▶ [YOUR GOAL] Locate the word "logo" in the data below, then copy every line that holds it.
━━━━━ MATERIAL FOR THIS TASK
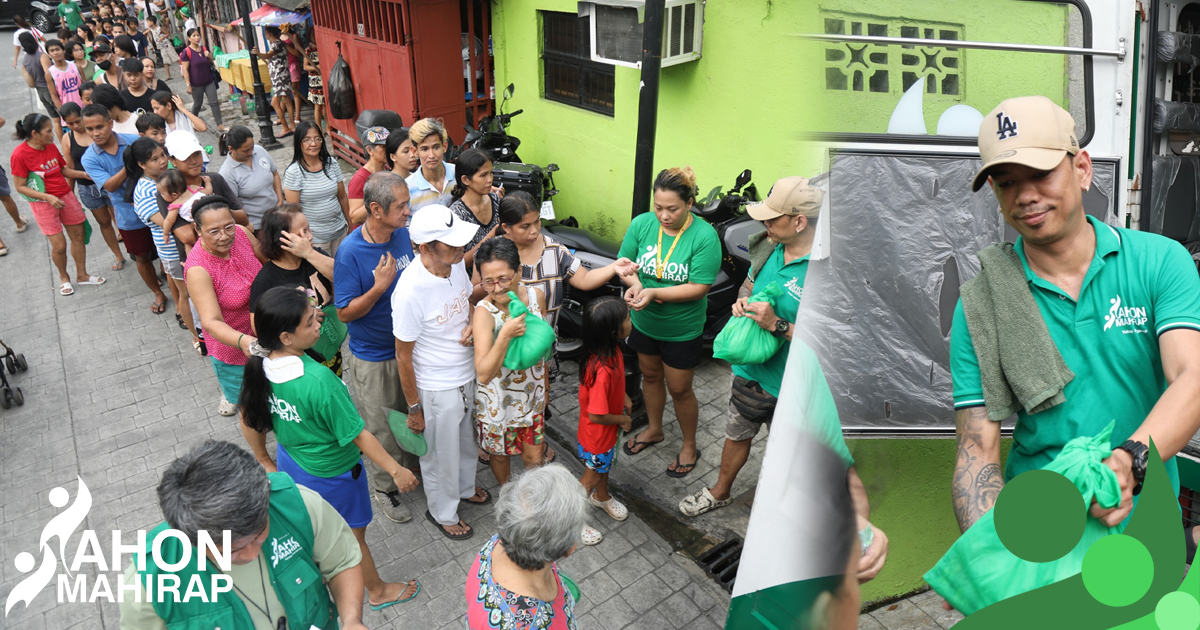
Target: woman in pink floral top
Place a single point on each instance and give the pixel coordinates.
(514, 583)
━━━━━━━━━━
━━━━━ MATERIAL FOR THIS TASK
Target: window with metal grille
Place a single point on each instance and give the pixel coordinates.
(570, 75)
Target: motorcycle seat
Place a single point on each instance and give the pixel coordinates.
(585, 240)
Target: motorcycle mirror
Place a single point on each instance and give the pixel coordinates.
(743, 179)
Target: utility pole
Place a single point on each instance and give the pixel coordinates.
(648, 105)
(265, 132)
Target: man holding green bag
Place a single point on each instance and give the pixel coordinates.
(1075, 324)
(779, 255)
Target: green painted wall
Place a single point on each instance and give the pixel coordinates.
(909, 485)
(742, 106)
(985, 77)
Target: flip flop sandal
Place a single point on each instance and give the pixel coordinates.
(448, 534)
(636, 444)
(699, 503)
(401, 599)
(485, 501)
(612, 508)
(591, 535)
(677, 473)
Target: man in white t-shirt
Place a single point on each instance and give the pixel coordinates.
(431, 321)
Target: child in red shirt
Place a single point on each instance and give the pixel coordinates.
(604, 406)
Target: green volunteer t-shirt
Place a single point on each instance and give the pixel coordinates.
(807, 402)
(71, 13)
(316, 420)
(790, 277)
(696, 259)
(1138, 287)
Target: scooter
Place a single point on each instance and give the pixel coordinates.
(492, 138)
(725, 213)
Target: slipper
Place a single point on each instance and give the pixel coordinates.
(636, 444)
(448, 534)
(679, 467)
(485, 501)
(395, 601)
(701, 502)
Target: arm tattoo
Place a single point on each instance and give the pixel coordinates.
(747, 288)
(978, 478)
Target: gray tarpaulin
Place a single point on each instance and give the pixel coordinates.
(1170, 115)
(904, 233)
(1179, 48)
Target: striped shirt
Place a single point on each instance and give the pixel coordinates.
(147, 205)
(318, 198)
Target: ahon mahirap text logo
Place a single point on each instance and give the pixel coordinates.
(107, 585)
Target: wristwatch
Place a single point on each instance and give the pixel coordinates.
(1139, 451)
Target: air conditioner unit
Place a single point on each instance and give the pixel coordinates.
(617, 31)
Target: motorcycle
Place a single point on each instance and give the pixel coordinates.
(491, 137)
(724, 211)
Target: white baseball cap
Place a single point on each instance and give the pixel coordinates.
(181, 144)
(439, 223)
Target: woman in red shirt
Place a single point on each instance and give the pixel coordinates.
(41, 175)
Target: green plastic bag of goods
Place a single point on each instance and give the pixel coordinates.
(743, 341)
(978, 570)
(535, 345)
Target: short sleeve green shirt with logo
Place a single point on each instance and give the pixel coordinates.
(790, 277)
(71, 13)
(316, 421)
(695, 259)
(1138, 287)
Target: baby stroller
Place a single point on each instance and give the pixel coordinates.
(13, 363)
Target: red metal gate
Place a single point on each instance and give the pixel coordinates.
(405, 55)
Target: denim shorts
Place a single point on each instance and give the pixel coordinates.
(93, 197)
━━━━━━━━━━
▶ [RESULT]
Target: ahon mahirap text logo
Target: short sleeve green shirt with logo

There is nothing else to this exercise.